• [What needs to be done]
Set every record down verbatim and omit the pictures.

• [Records supplied]
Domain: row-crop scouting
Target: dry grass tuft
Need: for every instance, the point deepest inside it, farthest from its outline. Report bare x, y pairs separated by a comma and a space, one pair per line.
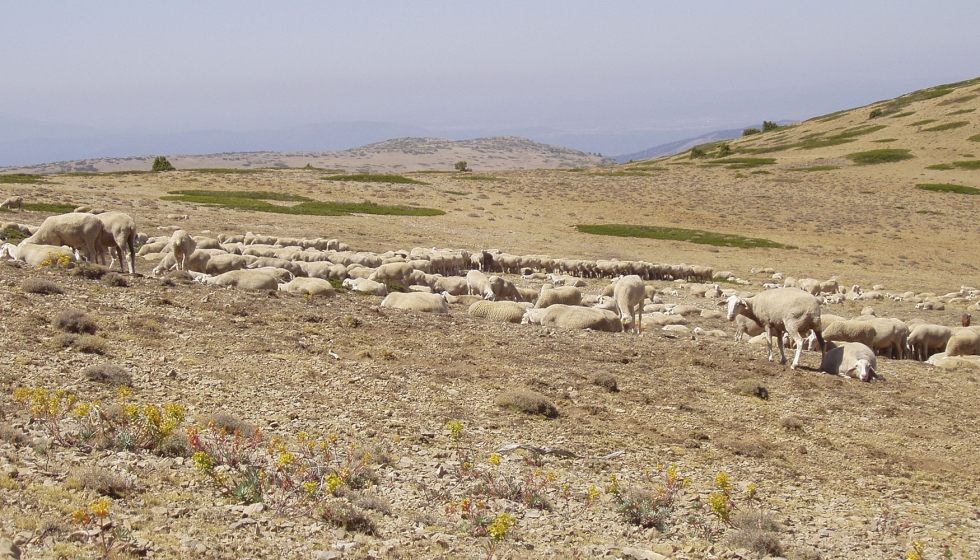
74, 321
528, 402
40, 286
110, 374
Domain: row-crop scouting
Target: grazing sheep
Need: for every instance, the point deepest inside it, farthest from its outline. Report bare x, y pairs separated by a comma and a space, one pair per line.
926, 339
564, 295
850, 359
416, 301
507, 311
850, 331
629, 294
13, 201
308, 286
574, 317
478, 284
81, 232
783, 310
120, 234
36, 255
367, 286
182, 245
964, 342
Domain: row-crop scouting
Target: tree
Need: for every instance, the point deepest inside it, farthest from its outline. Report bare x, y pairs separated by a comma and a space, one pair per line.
160, 163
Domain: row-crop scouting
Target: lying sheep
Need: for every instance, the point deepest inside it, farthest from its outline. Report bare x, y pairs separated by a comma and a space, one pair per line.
850, 359
507, 311
850, 331
783, 310
574, 317
926, 339
416, 301
182, 245
563, 295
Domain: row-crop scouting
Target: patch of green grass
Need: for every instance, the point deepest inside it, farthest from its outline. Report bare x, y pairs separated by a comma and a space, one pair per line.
815, 168
373, 178
256, 201
946, 187
946, 126
677, 234
873, 157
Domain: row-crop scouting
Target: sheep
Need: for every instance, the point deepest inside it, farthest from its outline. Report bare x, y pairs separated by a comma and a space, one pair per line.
850, 359
36, 255
416, 301
308, 286
365, 285
507, 311
849, 331
564, 295
182, 245
926, 339
964, 342
781, 310
81, 232
574, 317
629, 295
478, 283
120, 234
13, 201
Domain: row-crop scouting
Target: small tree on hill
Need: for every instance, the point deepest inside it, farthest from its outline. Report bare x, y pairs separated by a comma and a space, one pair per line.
160, 163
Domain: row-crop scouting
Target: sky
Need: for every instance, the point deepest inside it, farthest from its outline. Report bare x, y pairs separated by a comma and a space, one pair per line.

• [Written reply]
Domain: row-crop scouting
Target: dry grass tuft
Need: for every instance, the point deepest inside it, farthest from its outline. Report bare x, y pairs separated by a comma and a space, one pair per line.
74, 321
528, 402
40, 286
110, 374
Domain: row-crop scouting
Target: grazing sheep
Need: for every instance, the point deepest inside it, farthest from its outline. Report bare x, y pairs separated by a comma and a space, one pair per line.
926, 339
564, 295
850, 359
416, 301
507, 311
850, 331
629, 294
13, 201
308, 286
574, 317
478, 284
81, 232
783, 310
120, 234
36, 255
367, 286
182, 245
964, 342
Domain: row-crop scouting
Target: tree
Need: for every instance, the point deepest inside it, farthest from its outline. Report bare x, y pairs separated by a comma and a space, one pair per line.
160, 163
Domain: row-crop scouting
Target: lying sheep
Need: for every instance, the point deepest inside it, farthest from its outline. Report bare x, y pairs separated by a comma and a space, one pair per line.
850, 359
507, 311
850, 331
783, 310
574, 317
926, 339
416, 301
182, 245
563, 295
Domain: row-crop scouting
Target: patch of green grass
Need: for every instance, the point deepest inside it, farthest from its outline. Report bare x, y pairs separated by a comma and a space, one pair per line.
815, 168
373, 178
256, 201
946, 187
946, 126
677, 234
873, 157
Domain: row-crop scouting
Target: sheep
Need: for every instance, the point deepest inside it, farthest from its outline. Report bare x, y pairs separated by a comma and a space, one pair per line.
850, 359
36, 255
416, 301
308, 286
365, 285
507, 311
849, 331
564, 295
182, 245
926, 339
964, 342
781, 310
81, 232
574, 317
629, 295
478, 283
120, 234
13, 201
Domain: row-crop scouting
Target: small tree on hill
Need: for every instance, the point deepest inside it, farthest from its outline. Report bare x, y pairs separated by a comma and a space, one pair per line.
160, 163
Domain: row-crop scouting
Target: sky
Need: for every instance, the point deepest inside it, farthest from its outline. Report bare x, y pairs separated by a comma and a space, one pair per line.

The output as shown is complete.